From the first line of the listing below to the line containing "Teacher note: locate the grey", write out everything exactly. No pictures.

===== Dataset

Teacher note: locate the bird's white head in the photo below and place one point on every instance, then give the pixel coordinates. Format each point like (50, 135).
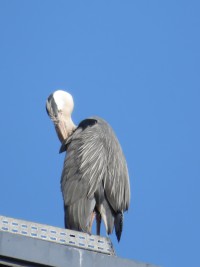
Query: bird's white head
(59, 107)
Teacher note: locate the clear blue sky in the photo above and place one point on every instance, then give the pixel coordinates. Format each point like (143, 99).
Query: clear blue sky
(137, 65)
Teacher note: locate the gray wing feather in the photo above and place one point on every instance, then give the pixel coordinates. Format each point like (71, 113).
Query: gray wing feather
(94, 156)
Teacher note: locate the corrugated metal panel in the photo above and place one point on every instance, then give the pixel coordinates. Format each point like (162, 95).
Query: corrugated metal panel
(57, 235)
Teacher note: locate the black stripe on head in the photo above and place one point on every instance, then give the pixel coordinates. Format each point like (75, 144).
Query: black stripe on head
(52, 104)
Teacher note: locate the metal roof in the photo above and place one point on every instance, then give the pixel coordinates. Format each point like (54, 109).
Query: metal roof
(25, 243)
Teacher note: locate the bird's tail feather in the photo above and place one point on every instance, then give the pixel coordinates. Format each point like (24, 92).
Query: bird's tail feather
(119, 224)
(78, 215)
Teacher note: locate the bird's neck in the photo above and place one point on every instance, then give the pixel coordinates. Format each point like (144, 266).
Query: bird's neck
(65, 128)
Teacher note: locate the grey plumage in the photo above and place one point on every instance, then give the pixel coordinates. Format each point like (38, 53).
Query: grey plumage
(94, 177)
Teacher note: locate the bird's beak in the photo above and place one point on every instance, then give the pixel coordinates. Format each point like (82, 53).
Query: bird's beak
(61, 128)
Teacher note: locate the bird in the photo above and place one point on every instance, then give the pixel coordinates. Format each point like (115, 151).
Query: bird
(94, 180)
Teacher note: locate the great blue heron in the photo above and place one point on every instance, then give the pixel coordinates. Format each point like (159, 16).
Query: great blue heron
(94, 179)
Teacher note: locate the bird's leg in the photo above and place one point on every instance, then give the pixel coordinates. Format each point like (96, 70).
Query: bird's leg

==========

◆ Result of this task
Teacher note: locate the bird's white head in the photo below and place one point on every instance, then give the pixel coordinates. Format each point like (50, 135).
Query: bird's white head
(59, 107)
Teacher note: locate the clear blue sky in the photo above and place one point on every instance, then give the pixel coordinates. Format each point like (143, 99).
Query: clear blue sky
(137, 65)
Teacher note: locate the gray wing feather in the photo above and place one point on every instance, then give the pixel coordinates. Format each point like (71, 113).
Query: gray wing feather
(94, 156)
Teacher note: locate the corrugated metal panel in the photo above and place one point on every instance, then give the pixel coordinates. Format each point like (162, 95).
Query: corrugated metal panel
(57, 235)
Teacher note: locate the black stripe on head in the photo above and place one point on every instance, then give the pixel coordinates. Format each point like (75, 144).
Query: black stripe on head
(52, 104)
Teacher note: locate the metal roof in the photo above and place one point on every instance, then give the pixel coordinates. Format each point like (54, 109).
Query: metal roof
(25, 243)
Teacher note: locate the bird's tail feather in the photo above and place one point on every instance, then give the pixel coordinates. Format each point like (24, 92).
Query: bird's tail feather
(119, 224)
(78, 215)
Teacher note: locate the bird's neck in the photo above and place one point on every instance, then give the pixel coordinates. Format each point like (144, 266).
Query: bird's neck
(65, 128)
Teacher note: locate the grey plumage in the photo above and place one point on every instance, then give the pixel coordinates. Format each point like (38, 53).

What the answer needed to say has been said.